慶州の巻3 玉山書院
雑談しながらバス停に辿り着くと、彼は、
「貴方こっち、僕はこっち」
と反対の方向を指す。
どうも彼は慶州には行かないらしい。
当てが外れた。
筆談を交えやっと理解出来たのは、
「僕は今夜の遅い汽車でソウルへ帰る。
まだ時間が有るので「玉山書院」へ寄って行きます」
との事、渡りに船とばかりに方針変更、彼に付いて行くことにする。
なかなかバスは来ない、30分に一台だそうだ。
形ばかりの待合所は有る事は有るが、幹道から少しずれている。
しかも、目指すバスはその広い幹道の向こう側を通る。
それらしいバスが来ると彼は飛び出して行くが、なかなか、捕まらない。
やっとのことで目当てのバスに乗り込んだ。
一人だったら、まだ、橋の袂でウロウロしているだろう。
4,50分程して降りたところは、これまた田んぼの真ん中。
「玉山書院はあっちです、3km程です」
と彼が示す方向に一本道が彼方まで伸びている。
炎天下だ。
何時しか、2、3歩ずつ遅れがちな私に、
「大丈夫?」
と言う風に彼は振り返り歩を緩める。
「私は二年間の兵役を経験しました。
とても辛かったけど、心身が鍛えられました」
定期的に40km?だか50km?の行進があり、
重装備で13時間?程歩くのだそうだ。
日本の若者達には考えられないことだ。
道端に自転車が転がっている。
丁度向こうから来た乗用車から男が降りてきて畦を覗き込むと、
中年の男が倒れ込んでいる。
車の男が声を掛けると、中年の男が薄目を開ける。
酔っ払いらしい。
車の男は自転車を起こし、落ちていた帽子を拾い上げ、
パタパタと埃を払うとハンドルに掛け、また何か話し掛けると
走り去っていった。
これも日本では余り見掛けない風景だ。
後ろからタクシーが走ってきて一本道の彼方へ消えて行く。
「今度来たら、タクシーを。。。」
と思っているが、二度とタクシーは来ない。
もう1時を回っているのに二人とも昼食を取ってない。
そうこうしている内に、何軒か食堂らしきものが現れた。
しかし、どの店も、鍵が掛かっている。
「平日だから」
と彼は言う。
行き着いたのは「獨楽堂」、
16世紀の初頭に活躍した良洞生まれの著名な学者、
李彦迪が引退後に過ごした別邸らしい。

(提供データ)
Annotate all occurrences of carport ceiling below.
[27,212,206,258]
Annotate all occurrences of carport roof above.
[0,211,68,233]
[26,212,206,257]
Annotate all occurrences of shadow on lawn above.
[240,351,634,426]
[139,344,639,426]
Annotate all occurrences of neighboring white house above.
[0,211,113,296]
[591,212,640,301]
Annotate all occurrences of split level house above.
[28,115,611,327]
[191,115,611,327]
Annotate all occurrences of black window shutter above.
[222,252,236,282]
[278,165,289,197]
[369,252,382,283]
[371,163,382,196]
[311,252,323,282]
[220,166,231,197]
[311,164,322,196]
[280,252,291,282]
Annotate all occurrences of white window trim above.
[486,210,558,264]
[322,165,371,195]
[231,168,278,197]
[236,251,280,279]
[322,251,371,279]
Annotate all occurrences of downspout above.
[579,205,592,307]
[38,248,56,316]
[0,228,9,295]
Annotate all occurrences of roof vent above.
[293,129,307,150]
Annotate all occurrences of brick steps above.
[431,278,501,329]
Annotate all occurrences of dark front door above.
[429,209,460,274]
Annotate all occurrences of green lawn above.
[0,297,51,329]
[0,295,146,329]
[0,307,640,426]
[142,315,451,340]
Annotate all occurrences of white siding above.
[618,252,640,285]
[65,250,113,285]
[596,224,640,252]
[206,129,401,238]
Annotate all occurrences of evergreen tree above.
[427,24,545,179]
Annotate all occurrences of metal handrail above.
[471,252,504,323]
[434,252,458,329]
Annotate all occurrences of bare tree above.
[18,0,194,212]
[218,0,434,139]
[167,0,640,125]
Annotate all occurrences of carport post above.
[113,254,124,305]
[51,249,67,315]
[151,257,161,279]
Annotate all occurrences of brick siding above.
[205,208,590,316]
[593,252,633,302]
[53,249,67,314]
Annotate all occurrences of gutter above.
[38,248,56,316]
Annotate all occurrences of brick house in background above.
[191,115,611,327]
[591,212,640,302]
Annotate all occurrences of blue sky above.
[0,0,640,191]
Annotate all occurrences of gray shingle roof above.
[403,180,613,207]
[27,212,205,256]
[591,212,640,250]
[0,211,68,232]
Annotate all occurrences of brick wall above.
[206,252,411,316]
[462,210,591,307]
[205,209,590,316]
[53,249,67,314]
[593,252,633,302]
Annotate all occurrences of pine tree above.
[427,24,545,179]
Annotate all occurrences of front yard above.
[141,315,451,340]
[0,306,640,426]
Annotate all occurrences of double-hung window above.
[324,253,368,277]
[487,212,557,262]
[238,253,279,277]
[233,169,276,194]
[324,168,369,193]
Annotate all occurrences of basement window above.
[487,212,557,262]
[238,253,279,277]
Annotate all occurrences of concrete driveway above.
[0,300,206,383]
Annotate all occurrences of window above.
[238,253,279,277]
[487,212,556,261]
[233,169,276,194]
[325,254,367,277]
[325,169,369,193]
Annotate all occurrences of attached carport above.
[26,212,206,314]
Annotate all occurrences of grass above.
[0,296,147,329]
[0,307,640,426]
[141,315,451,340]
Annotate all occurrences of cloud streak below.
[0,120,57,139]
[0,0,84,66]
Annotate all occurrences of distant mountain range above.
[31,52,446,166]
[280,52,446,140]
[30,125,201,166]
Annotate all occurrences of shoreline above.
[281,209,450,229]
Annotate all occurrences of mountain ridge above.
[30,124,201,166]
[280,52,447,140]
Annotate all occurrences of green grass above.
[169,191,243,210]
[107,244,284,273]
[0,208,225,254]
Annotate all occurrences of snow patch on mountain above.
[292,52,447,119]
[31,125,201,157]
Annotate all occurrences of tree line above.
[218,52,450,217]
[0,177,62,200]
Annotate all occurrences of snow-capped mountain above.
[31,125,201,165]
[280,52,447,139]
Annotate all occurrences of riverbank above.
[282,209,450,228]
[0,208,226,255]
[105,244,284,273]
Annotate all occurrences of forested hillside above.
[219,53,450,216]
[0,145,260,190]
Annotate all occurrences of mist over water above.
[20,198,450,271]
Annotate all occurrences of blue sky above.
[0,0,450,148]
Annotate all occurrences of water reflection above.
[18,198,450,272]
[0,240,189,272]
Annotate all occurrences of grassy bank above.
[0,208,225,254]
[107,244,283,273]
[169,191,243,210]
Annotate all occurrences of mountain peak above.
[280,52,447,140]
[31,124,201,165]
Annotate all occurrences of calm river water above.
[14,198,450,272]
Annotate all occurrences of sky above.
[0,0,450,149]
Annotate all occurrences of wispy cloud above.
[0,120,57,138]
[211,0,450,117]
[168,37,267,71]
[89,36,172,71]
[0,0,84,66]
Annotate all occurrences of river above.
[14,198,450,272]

(作業内容)
[1] 文書の一節で、道中に現れた食堂がどれも鍵が掛かっていた理由を、彼の言葉に基づいて1～3文で説明してください。
[2] 文書の一節によると、バスは何分に一台来ますか。
[3] 文書の一節の「と彼が示す方向に一本道が彼方まで伸びている。」から「道端に自転車が転がっている。」までを、「炎天下」を「雨の中」に変えて書き直してください。
データは別の出典から取られたものです。

(回答一覧)
[1] 彼は、その日が平日だからだと言っています。

[2] 30分に一台です。

[3]
と彼が示す方向に一本道が彼方まで伸びている。
雨の中だ。
何時しか、2、3歩ずつ遅れがちな私に、
「大丈夫?」
と言う風に彼は振り返り歩を緩める。
「私は二年間の兵役を経験しました。
とても辛かったけど、心身が鍛えられました」
定期的に40km?だか50km?の行進があり、
重装備で13時間?程歩くのだそうだ。
日本の若者達には考えられないことだ。
道端に自転車が転がっている。